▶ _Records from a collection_
□ □ □ □ □ □ □
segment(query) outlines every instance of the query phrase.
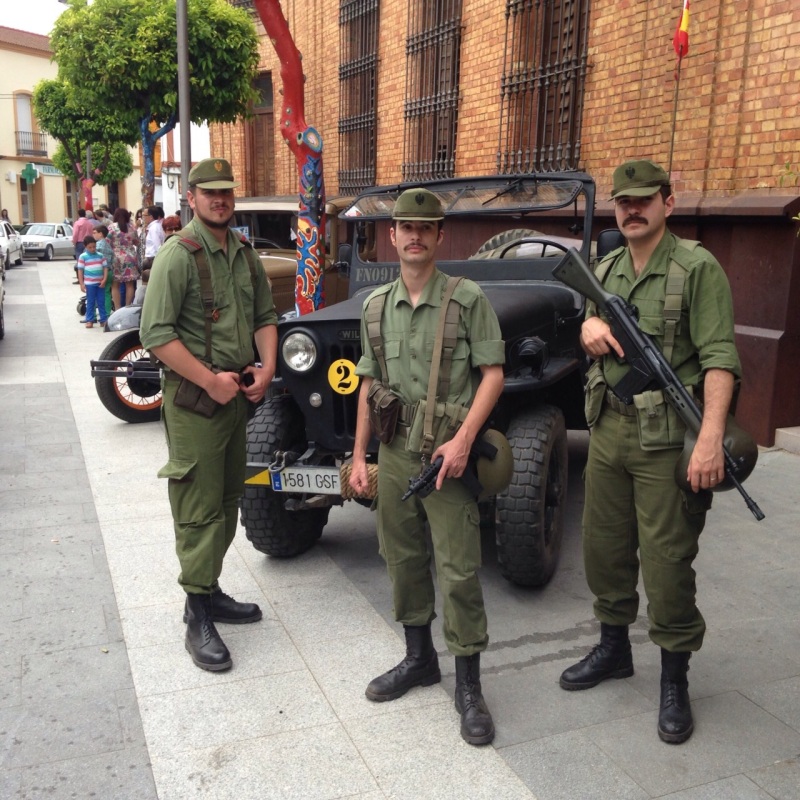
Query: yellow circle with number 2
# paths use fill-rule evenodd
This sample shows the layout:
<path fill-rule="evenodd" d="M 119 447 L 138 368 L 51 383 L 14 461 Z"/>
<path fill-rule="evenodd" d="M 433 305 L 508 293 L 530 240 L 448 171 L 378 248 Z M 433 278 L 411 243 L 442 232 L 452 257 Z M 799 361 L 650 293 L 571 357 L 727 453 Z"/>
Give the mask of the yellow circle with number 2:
□ □ □ □ □ □ □
▶ _EXERCISE_
Wherever the word "rule" occurs in the data above, copy the line it sits in.

▶ _EXERCISE ANSWER_
# paths use fill-rule evenodd
<path fill-rule="evenodd" d="M 119 447 L 138 368 L 51 383 L 14 461 Z"/>
<path fill-rule="evenodd" d="M 433 305 L 508 293 L 530 240 L 448 171 L 378 248 Z M 433 278 L 411 243 L 442 232 L 452 257 Z M 799 361 L 650 293 L 571 357 L 727 453 Z"/>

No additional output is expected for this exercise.